# WHAT TO DO:
Restate each line word for word. Leave out every picture.

# RECORDS:
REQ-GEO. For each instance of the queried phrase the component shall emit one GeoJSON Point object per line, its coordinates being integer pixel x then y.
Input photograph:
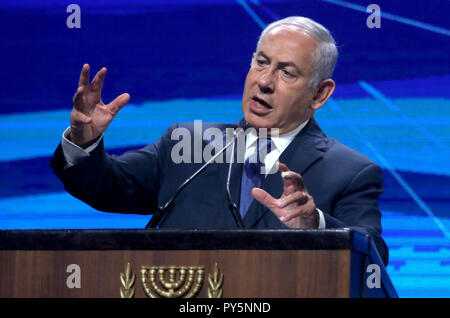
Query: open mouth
{"type": "Point", "coordinates": [261, 102]}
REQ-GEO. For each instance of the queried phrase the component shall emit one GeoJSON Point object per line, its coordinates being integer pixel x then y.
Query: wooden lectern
{"type": "Point", "coordinates": [190, 263]}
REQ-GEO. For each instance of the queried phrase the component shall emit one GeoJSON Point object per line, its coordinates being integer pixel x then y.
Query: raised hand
{"type": "Point", "coordinates": [295, 208]}
{"type": "Point", "coordinates": [90, 117]}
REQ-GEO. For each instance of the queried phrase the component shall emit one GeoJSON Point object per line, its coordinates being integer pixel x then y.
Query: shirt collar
{"type": "Point", "coordinates": [281, 142]}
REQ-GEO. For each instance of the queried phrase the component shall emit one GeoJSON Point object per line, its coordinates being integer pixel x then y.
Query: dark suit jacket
{"type": "Point", "coordinates": [345, 185]}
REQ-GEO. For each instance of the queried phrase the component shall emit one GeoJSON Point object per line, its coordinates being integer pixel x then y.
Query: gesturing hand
{"type": "Point", "coordinates": [295, 208]}
{"type": "Point", "coordinates": [90, 117]}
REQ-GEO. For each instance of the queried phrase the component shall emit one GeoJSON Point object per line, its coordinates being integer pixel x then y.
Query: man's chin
{"type": "Point", "coordinates": [257, 122]}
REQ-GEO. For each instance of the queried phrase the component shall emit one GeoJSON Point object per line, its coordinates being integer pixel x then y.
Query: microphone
{"type": "Point", "coordinates": [162, 210]}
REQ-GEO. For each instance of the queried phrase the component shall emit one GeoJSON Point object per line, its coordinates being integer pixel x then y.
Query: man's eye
{"type": "Point", "coordinates": [261, 62]}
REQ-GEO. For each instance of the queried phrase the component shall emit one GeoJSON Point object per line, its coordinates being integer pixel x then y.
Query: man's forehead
{"type": "Point", "coordinates": [288, 44]}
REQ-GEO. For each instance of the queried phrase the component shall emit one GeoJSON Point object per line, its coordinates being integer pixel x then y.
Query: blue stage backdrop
{"type": "Point", "coordinates": [185, 60]}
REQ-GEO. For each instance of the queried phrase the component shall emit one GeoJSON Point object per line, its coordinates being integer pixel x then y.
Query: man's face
{"type": "Point", "coordinates": [276, 91]}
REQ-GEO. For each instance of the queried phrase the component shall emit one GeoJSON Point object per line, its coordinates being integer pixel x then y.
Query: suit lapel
{"type": "Point", "coordinates": [305, 150]}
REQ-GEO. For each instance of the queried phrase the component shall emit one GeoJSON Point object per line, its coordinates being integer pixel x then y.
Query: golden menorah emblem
{"type": "Point", "coordinates": [172, 281]}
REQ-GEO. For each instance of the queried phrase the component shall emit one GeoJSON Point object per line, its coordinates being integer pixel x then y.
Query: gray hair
{"type": "Point", "coordinates": [326, 54]}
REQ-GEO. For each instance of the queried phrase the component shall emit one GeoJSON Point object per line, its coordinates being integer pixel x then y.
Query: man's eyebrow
{"type": "Point", "coordinates": [281, 64]}
{"type": "Point", "coordinates": [263, 55]}
{"type": "Point", "coordinates": [284, 64]}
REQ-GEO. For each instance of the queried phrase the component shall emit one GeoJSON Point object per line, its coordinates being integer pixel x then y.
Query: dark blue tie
{"type": "Point", "coordinates": [251, 175]}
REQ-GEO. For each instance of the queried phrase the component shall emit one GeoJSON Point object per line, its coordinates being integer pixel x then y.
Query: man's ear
{"type": "Point", "coordinates": [323, 91]}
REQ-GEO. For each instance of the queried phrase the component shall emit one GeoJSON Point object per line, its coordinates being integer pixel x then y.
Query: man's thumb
{"type": "Point", "coordinates": [262, 197]}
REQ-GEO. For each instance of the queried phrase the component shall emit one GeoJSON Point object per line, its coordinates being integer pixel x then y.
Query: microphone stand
{"type": "Point", "coordinates": [162, 210]}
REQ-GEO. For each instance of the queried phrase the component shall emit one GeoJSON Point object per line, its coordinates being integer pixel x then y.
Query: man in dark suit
{"type": "Point", "coordinates": [323, 184]}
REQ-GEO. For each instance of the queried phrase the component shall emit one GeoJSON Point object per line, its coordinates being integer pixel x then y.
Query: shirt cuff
{"type": "Point", "coordinates": [74, 153]}
{"type": "Point", "coordinates": [321, 219]}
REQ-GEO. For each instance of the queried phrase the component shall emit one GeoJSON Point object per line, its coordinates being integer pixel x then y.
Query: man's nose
{"type": "Point", "coordinates": [266, 83]}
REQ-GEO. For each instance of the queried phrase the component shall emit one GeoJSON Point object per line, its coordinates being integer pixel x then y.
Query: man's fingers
{"type": "Point", "coordinates": [84, 76]}
{"type": "Point", "coordinates": [298, 198]}
{"type": "Point", "coordinates": [78, 98]}
{"type": "Point", "coordinates": [77, 118]}
{"type": "Point", "coordinates": [118, 103]}
{"type": "Point", "coordinates": [263, 197]}
{"type": "Point", "coordinates": [305, 211]}
{"type": "Point", "coordinates": [97, 82]}
{"type": "Point", "coordinates": [292, 182]}
{"type": "Point", "coordinates": [282, 167]}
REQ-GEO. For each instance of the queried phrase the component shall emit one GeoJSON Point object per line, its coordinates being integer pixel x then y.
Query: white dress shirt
{"type": "Point", "coordinates": [279, 144]}
{"type": "Point", "coordinates": [73, 153]}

# RESPONSE BELOW:
REQ-GEO. For each instance of the queried phrase the component shall emit one GeoJSON Point object per line, its coordinates being integer pixel x then y.
Input photograph:
Query: open mouth
{"type": "Point", "coordinates": [261, 102]}
REQ-GEO. For each instance of the queried phrase the component shall emit one GeoJSON Point object per line, its coordinates being integer pixel x then y.
Query: wooden lectern
{"type": "Point", "coordinates": [190, 263]}
REQ-GEO. For each instance of the queried phrase the component shall emit one GeoJSON Point object per line, its coordinates being integer pixel x then y.
Query: raised hand
{"type": "Point", "coordinates": [295, 208]}
{"type": "Point", "coordinates": [90, 117]}
REQ-GEO. For each instance of the queried phrase the component shall emit one GeoJSON Point object per line, its coordinates being integer pixel x then y.
Query: shirt collar
{"type": "Point", "coordinates": [281, 142]}
REQ-GEO. For each instance of the queried phrase the component shall emit one GeoJSON Point object per line, its coordinates being integer pixel x then y.
Query: dark suit jacket
{"type": "Point", "coordinates": [345, 185]}
REQ-GEO. For each instance of the queried phrase the component shall emit one GeoJSON Point object per line, its coordinates being integer pixel x then y.
Query: gesturing hand
{"type": "Point", "coordinates": [295, 208]}
{"type": "Point", "coordinates": [90, 117]}
REQ-GEO. For each instance of the queried phrase the component shall emit one GeoJSON Point object per line, its coordinates being integer pixel x then y.
Query: man's chin
{"type": "Point", "coordinates": [257, 122]}
REQ-GEO. For each instance of the queried phrase the component shall emit one GeoJSON Point object per line, its coordinates being integer pixel x then y.
Query: microphone
{"type": "Point", "coordinates": [162, 210]}
REQ-GEO. For each instance of the queried phrase the component shall emit one GeoJSON Point object per line, its coordinates being integer pixel x then y.
Query: man's eye
{"type": "Point", "coordinates": [261, 62]}
REQ-GEO. For each instance of the queried phrase the component shall emit one GeoJSON Point object per line, its coordinates being integer pixel x then y.
Query: man's forehead
{"type": "Point", "coordinates": [288, 44]}
REQ-GEO. For each instance of the queried phrase the component shall emit one GeoJSON Point object per line, its coordinates being integer pixel x then y.
Query: blue stage backdrop
{"type": "Point", "coordinates": [185, 60]}
REQ-GEO. For each instance of the queried phrase the component shall emit one GeoJSON Point object per line, its coordinates being integer pixel x then y.
Query: man's face
{"type": "Point", "coordinates": [276, 91]}
REQ-GEO. For each instance of the queried phrase the component shall emit one GeoJSON Point object per line, its coordinates being integer pixel x then y.
Query: suit lapel
{"type": "Point", "coordinates": [305, 150]}
REQ-GEO. For each instance of the queried phrase the component shall emit one GeoJSON Point object per line, its coordinates being integer pixel x then y.
Query: golden menorah emblem
{"type": "Point", "coordinates": [172, 281]}
REQ-GEO. For each instance of the queried phrase the component shall emit one GeoJSON Point object per line, its coordinates being integer pixel x then y.
Query: gray hair
{"type": "Point", "coordinates": [326, 54]}
REQ-GEO. For each instance of the queried phrase the component shall emit one GeoJSON Point object per line, its coordinates being integer pixel x then y.
Query: man's eyebrow
{"type": "Point", "coordinates": [281, 64]}
{"type": "Point", "coordinates": [263, 55]}
{"type": "Point", "coordinates": [284, 64]}
REQ-GEO. For each instance of the queried phrase the component shall emit one GeoJSON Point object per line, its coordinates being integer pixel x then y.
Query: dark blue tie
{"type": "Point", "coordinates": [251, 175]}
REQ-GEO. For each instance of the queried phrase the component shall emit one GeoJSON Point object per line, its coordinates being integer pixel x then y.
Query: man's ear
{"type": "Point", "coordinates": [323, 91]}
REQ-GEO. For each instance of the queried phrase the component shall emit one GeoJSON Point object per line, its coordinates being integer pixel x then y.
Query: man's thumb
{"type": "Point", "coordinates": [262, 197]}
REQ-GEO. For each instance of the queried phrase the component shall emit one GeoJSON Point object per line, its coordinates being integer pixel x then y.
Query: microphone stand
{"type": "Point", "coordinates": [162, 210]}
REQ-GEO. For each instance of the queried phrase the component shall emit one GeoJSON Point object per line, its coordinates being integer pixel x then y.
Query: man in dark suit
{"type": "Point", "coordinates": [323, 184]}
REQ-GEO. For each instance of the queried phrase the component shall emit one GeoJSON Point object per line, its coordinates being integer pixel x then y.
Query: shirt cuff
{"type": "Point", "coordinates": [74, 153]}
{"type": "Point", "coordinates": [321, 219]}
REQ-GEO. For each instance of the queried phrase the component shall emit one GeoJSON Point object per line, its coordinates being integer pixel x then y.
Query: man's nose
{"type": "Point", "coordinates": [266, 83]}
REQ-GEO. For each instance of the queried phrase the component shall emit one GeoJSON Point object per line, its coordinates being integer pixel x then y.
Query: man's fingers
{"type": "Point", "coordinates": [84, 76]}
{"type": "Point", "coordinates": [298, 198]}
{"type": "Point", "coordinates": [78, 98]}
{"type": "Point", "coordinates": [77, 118]}
{"type": "Point", "coordinates": [118, 103]}
{"type": "Point", "coordinates": [263, 197]}
{"type": "Point", "coordinates": [305, 211]}
{"type": "Point", "coordinates": [97, 82]}
{"type": "Point", "coordinates": [292, 182]}
{"type": "Point", "coordinates": [282, 167]}
REQ-GEO. For each instance of the queried phrase the component shall emit one GeoJSON Point object per line, its coordinates being integer pixel x then y.
Query: white dress shirt
{"type": "Point", "coordinates": [279, 144]}
{"type": "Point", "coordinates": [73, 153]}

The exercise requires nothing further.